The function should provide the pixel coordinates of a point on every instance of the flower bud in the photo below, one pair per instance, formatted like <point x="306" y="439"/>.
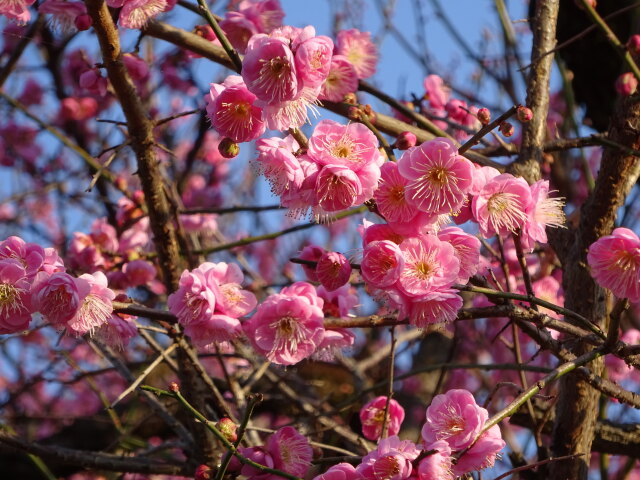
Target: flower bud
<point x="228" y="429"/>
<point x="228" y="148"/>
<point x="626" y="84"/>
<point x="524" y="114"/>
<point x="506" y="129"/>
<point x="484" y="116"/>
<point x="405" y="141"/>
<point x="83" y="22"/>
<point x="203" y="472"/>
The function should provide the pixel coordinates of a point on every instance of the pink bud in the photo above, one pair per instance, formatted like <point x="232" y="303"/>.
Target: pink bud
<point x="83" y="22"/>
<point x="333" y="270"/>
<point x="405" y="141"/>
<point x="228" y="429"/>
<point x="626" y="84"/>
<point x="484" y="116"/>
<point x="524" y="114"/>
<point x="203" y="472"/>
<point x="506" y="129"/>
<point x="228" y="148"/>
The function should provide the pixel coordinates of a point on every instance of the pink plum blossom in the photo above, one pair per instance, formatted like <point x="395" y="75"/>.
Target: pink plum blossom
<point x="429" y="264"/>
<point x="482" y="454"/>
<point x="14" y="297"/>
<point x="390" y="461"/>
<point x="438" y="465"/>
<point x="287" y="327"/>
<point x="615" y="263"/>
<point x="358" y="49"/>
<point x="340" y="471"/>
<point x="96" y="307"/>
<point x="57" y="297"/>
<point x="501" y="205"/>
<point x="372" y="417"/>
<point x="382" y="263"/>
<point x="544" y="211"/>
<point x="268" y="69"/>
<point x="232" y="111"/>
<point x="341" y="80"/>
<point x="333" y="270"/>
<point x="290" y="451"/>
<point x="439" y="178"/>
<point x="455" y="418"/>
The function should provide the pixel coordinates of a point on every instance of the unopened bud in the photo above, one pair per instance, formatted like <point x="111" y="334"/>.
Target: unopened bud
<point x="506" y="129"/>
<point x="405" y="141"/>
<point x="524" y="114"/>
<point x="203" y="472"/>
<point x="484" y="116"/>
<point x="228" y="428"/>
<point x="626" y="84"/>
<point x="228" y="148"/>
<point x="350" y="98"/>
<point x="83" y="22"/>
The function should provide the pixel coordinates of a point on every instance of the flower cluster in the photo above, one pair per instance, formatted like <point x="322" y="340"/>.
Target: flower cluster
<point x="210" y="301"/>
<point x="34" y="280"/>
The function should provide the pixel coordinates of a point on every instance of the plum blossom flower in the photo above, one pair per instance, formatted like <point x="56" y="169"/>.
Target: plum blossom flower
<point x="290" y="451"/>
<point x="372" y="417"/>
<point x="358" y="49"/>
<point x="287" y="327"/>
<point x="333" y="270"/>
<point x="544" y="211"/>
<point x="340" y="471"/>
<point x="14" y="297"/>
<point x="482" y="454"/>
<point x="502" y="204"/>
<point x="232" y="110"/>
<point x="429" y="264"/>
<point x="390" y="461"/>
<point x="382" y="263"/>
<point x="57" y="297"/>
<point x="96" y="307"/>
<point x="437" y="465"/>
<point x="341" y="79"/>
<point x="439" y="178"/>
<point x="268" y="69"/>
<point x="615" y="263"/>
<point x="455" y="418"/>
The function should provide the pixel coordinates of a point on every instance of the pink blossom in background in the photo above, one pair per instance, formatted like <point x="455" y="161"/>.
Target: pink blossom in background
<point x="290" y="451"/>
<point x="501" y="205"/>
<point x="482" y="454"/>
<point x="390" y="461"/>
<point x="287" y="327"/>
<point x="372" y="417"/>
<point x="333" y="270"/>
<point x="14" y="297"/>
<point x="340" y="471"/>
<point x="359" y="50"/>
<point x="455" y="418"/>
<point x="544" y="211"/>
<point x="341" y="79"/>
<point x="437" y="465"/>
<point x="615" y="263"/>
<point x="439" y="178"/>
<point x="96" y="307"/>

====

Rewrite everything from the line containing "of the plum" down through the last of the rows, putting "written in the form" in place of "formatted like" and leaving everything else unchanged.

## TASK RESPONSE
The function should provide the pixel coordinates of a point on every instance of the plum blossom flower in the photo above, one pair per instance, written in the form <point x="56" y="169"/>.
Target: plum blossom flower
<point x="290" y="451"/>
<point x="372" y="417"/>
<point x="358" y="49"/>
<point x="287" y="327"/>
<point x="333" y="270"/>
<point x="544" y="211"/>
<point x="340" y="471"/>
<point x="14" y="297"/>
<point x="482" y="454"/>
<point x="502" y="204"/>
<point x="232" y="110"/>
<point x="429" y="264"/>
<point x="390" y="461"/>
<point x="382" y="263"/>
<point x="57" y="297"/>
<point x="96" y="307"/>
<point x="437" y="465"/>
<point x="341" y="79"/>
<point x="439" y="178"/>
<point x="268" y="69"/>
<point x="615" y="263"/>
<point x="455" y="418"/>
The function should provide the pixel coordinates of a point on every instance of the pink blossom in background in the photo above, one pair per instance, written in the form <point x="455" y="161"/>.
Target: pink blossom in background
<point x="290" y="451"/>
<point x="501" y="205"/>
<point x="482" y="454"/>
<point x="390" y="461"/>
<point x="287" y="327"/>
<point x="372" y="417"/>
<point x="333" y="270"/>
<point x="14" y="297"/>
<point x="340" y="471"/>
<point x="359" y="50"/>
<point x="455" y="418"/>
<point x="544" y="211"/>
<point x="341" y="79"/>
<point x="437" y="465"/>
<point x="615" y="263"/>
<point x="439" y="178"/>
<point x="96" y="307"/>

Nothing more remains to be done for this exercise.